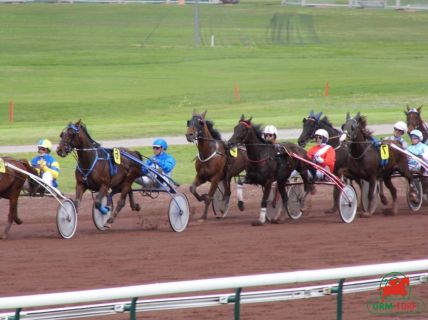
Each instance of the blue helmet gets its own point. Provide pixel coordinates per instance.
(160, 143)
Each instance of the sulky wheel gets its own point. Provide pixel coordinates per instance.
(347, 204)
(296, 201)
(414, 194)
(365, 195)
(219, 204)
(178, 212)
(66, 219)
(274, 204)
(99, 218)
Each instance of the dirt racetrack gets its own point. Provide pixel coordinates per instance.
(142, 249)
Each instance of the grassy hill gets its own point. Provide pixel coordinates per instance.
(132, 70)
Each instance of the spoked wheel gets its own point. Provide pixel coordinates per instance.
(365, 195)
(348, 204)
(178, 212)
(66, 219)
(296, 201)
(220, 204)
(274, 204)
(99, 218)
(414, 195)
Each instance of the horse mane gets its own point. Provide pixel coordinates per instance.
(214, 132)
(85, 130)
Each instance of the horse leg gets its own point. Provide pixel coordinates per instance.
(196, 183)
(371, 196)
(284, 197)
(388, 183)
(382, 196)
(262, 216)
(336, 194)
(240, 194)
(134, 206)
(208, 198)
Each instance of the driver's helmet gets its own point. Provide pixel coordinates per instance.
(45, 143)
(401, 125)
(160, 143)
(323, 133)
(270, 129)
(417, 133)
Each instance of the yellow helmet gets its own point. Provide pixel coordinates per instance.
(45, 143)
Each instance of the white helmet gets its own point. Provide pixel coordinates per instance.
(270, 130)
(417, 133)
(400, 125)
(322, 133)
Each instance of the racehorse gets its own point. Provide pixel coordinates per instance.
(268, 162)
(11, 182)
(311, 124)
(365, 160)
(96, 169)
(214, 162)
(414, 121)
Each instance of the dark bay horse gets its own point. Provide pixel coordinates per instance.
(311, 124)
(365, 160)
(268, 162)
(414, 121)
(214, 162)
(96, 170)
(11, 183)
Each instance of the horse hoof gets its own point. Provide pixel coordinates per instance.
(241, 205)
(365, 215)
(276, 221)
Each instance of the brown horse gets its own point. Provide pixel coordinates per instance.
(268, 163)
(414, 121)
(365, 161)
(11, 182)
(214, 162)
(96, 170)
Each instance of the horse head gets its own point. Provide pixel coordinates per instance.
(351, 127)
(195, 126)
(69, 139)
(310, 125)
(414, 120)
(241, 131)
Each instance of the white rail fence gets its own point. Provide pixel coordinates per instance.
(386, 4)
(18, 303)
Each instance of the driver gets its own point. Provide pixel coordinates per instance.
(161, 161)
(322, 154)
(45, 164)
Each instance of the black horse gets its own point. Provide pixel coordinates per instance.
(214, 162)
(268, 162)
(365, 160)
(414, 121)
(96, 169)
(311, 124)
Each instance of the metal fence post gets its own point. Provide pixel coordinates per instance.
(237, 303)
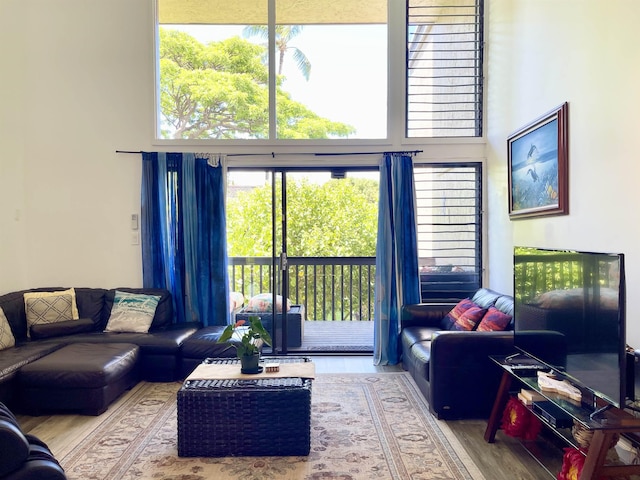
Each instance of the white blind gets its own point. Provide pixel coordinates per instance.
(449, 228)
(444, 68)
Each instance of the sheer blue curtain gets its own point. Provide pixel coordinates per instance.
(397, 278)
(184, 246)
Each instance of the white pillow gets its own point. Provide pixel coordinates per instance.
(50, 307)
(7, 339)
(132, 312)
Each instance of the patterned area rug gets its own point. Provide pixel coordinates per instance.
(363, 426)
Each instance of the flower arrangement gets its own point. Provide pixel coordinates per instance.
(250, 338)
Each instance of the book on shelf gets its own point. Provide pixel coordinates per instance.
(529, 396)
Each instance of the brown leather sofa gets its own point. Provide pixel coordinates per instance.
(452, 368)
(157, 353)
(24, 456)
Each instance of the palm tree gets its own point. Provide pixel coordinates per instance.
(284, 34)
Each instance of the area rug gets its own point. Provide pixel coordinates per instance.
(363, 426)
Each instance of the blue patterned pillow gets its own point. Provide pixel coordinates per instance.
(494, 320)
(132, 312)
(464, 316)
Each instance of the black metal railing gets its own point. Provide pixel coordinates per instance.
(330, 288)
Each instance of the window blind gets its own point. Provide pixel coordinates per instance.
(444, 68)
(449, 229)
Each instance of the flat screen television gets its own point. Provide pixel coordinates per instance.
(569, 314)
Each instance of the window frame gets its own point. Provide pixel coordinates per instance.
(396, 100)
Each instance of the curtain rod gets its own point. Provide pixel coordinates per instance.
(316, 154)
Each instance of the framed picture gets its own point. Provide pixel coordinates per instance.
(538, 166)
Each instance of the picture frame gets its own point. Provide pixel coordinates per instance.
(538, 158)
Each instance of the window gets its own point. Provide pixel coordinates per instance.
(444, 68)
(275, 70)
(449, 225)
(318, 71)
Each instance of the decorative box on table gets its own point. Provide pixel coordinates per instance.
(295, 323)
(255, 415)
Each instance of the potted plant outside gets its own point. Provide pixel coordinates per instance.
(248, 341)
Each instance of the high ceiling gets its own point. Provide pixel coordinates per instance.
(288, 12)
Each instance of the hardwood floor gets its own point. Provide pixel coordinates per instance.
(505, 459)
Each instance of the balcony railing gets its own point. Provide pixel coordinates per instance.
(330, 288)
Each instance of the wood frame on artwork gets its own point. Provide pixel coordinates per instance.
(538, 158)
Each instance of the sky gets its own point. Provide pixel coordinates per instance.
(348, 81)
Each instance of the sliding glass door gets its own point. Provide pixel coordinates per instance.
(307, 235)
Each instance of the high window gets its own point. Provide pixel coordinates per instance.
(449, 226)
(283, 69)
(444, 68)
(276, 70)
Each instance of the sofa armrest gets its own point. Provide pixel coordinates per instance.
(13, 445)
(463, 380)
(424, 314)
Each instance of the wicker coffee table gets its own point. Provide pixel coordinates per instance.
(251, 416)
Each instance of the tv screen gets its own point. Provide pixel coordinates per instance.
(569, 313)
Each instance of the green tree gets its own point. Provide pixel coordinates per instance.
(335, 219)
(220, 91)
(284, 35)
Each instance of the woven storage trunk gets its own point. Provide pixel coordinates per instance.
(262, 417)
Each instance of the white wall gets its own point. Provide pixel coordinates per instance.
(542, 53)
(76, 86)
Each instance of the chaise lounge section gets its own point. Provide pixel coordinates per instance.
(80, 352)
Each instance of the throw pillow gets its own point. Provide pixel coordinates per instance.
(49, 307)
(7, 339)
(464, 316)
(263, 303)
(132, 312)
(494, 320)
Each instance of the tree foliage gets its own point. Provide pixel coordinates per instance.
(221, 91)
(334, 219)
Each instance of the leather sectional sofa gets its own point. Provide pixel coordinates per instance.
(23, 456)
(35, 366)
(452, 368)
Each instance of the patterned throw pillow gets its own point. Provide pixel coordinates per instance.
(464, 316)
(262, 303)
(494, 320)
(132, 312)
(49, 307)
(7, 339)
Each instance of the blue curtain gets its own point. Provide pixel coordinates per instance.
(184, 246)
(397, 278)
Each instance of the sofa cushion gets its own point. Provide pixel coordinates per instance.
(132, 312)
(91, 303)
(49, 307)
(163, 317)
(54, 294)
(494, 320)
(7, 339)
(464, 316)
(59, 329)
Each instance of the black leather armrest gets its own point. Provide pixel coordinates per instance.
(13, 445)
(424, 314)
(462, 377)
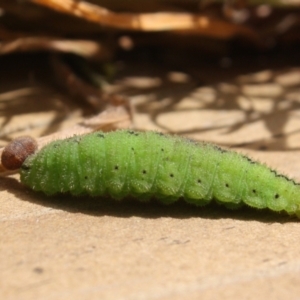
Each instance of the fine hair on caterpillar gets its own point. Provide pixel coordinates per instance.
(154, 165)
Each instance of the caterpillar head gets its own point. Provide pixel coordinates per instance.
(15, 153)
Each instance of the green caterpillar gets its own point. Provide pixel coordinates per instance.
(149, 164)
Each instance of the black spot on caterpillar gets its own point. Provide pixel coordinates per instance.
(161, 166)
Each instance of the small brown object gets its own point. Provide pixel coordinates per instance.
(15, 153)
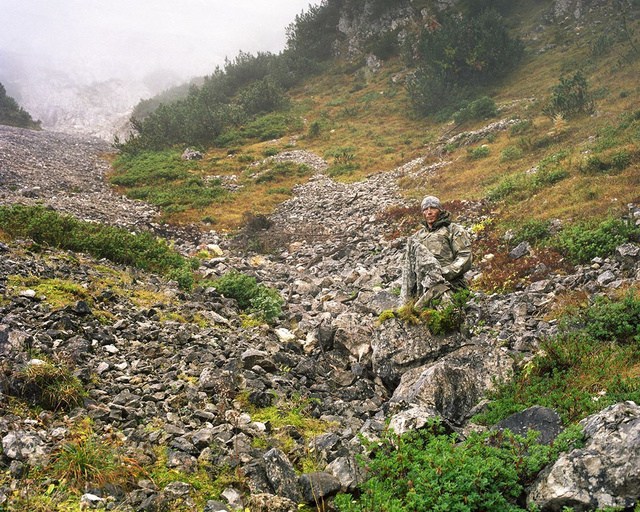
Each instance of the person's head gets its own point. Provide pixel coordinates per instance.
(431, 209)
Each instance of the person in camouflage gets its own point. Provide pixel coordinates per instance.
(436, 258)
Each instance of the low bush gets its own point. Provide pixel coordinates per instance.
(511, 153)
(533, 231)
(610, 164)
(584, 241)
(571, 97)
(49, 385)
(482, 108)
(84, 459)
(47, 227)
(251, 296)
(521, 186)
(478, 152)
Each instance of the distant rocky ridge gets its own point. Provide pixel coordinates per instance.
(173, 383)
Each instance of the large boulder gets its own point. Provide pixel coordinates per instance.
(455, 383)
(397, 348)
(604, 473)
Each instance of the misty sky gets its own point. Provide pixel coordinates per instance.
(100, 39)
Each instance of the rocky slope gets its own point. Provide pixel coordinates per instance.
(181, 371)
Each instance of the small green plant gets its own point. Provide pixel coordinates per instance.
(49, 385)
(86, 459)
(598, 164)
(142, 250)
(387, 314)
(478, 152)
(511, 153)
(521, 127)
(482, 108)
(533, 231)
(521, 186)
(440, 317)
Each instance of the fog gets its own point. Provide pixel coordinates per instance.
(51, 51)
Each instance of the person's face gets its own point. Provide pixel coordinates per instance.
(431, 214)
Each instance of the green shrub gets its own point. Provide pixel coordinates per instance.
(597, 164)
(283, 170)
(587, 240)
(521, 127)
(522, 186)
(87, 460)
(511, 153)
(570, 97)
(12, 114)
(251, 296)
(456, 56)
(611, 320)
(429, 470)
(270, 151)
(47, 227)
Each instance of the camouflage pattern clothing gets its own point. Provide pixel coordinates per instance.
(435, 261)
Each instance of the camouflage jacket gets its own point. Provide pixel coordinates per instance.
(434, 255)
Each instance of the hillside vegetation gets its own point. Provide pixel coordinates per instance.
(527, 128)
(12, 114)
(570, 151)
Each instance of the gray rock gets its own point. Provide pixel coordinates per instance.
(317, 487)
(348, 472)
(605, 473)
(541, 419)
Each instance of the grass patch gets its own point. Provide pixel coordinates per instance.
(49, 385)
(584, 241)
(57, 292)
(140, 250)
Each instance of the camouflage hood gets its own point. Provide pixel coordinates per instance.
(444, 219)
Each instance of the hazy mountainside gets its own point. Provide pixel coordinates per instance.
(75, 104)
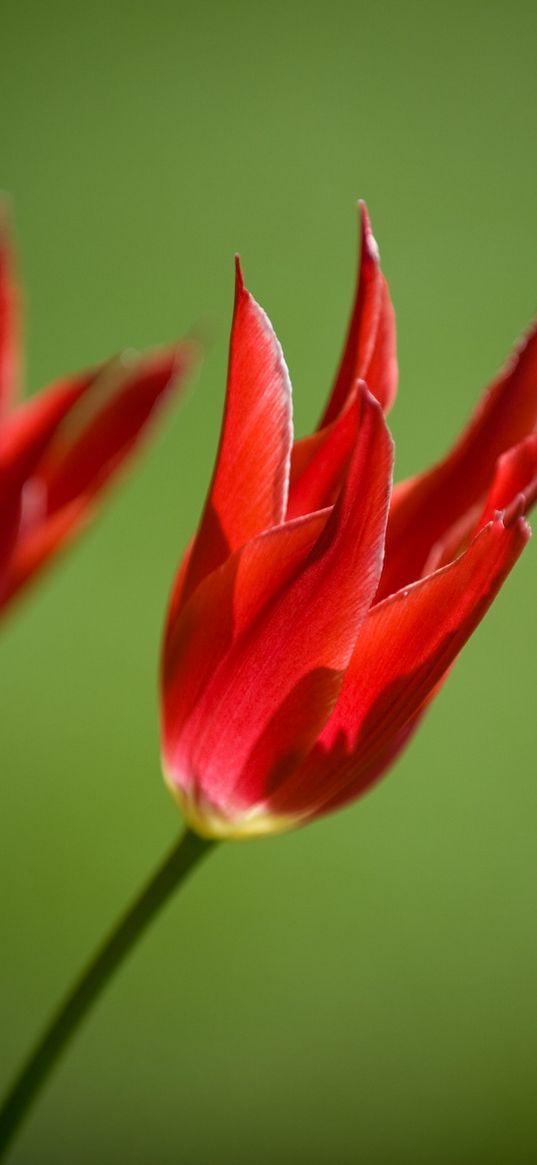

○ ○ ○ ○ ○ ○ ○

**What you will do:** Extract every line of the material above that contains the string "window".

**Finished task:**
Each instance of the window blind gets its own point. Provide pixel coordinates per instance.
Each instance of the window frame gets its own point. Provide pixel coordinates per instance.
Each instance of the window gets its own point. Provide pixel coordinates per instance.
Each instance of the high window gets its own point. Provide pixel coordinates per instance.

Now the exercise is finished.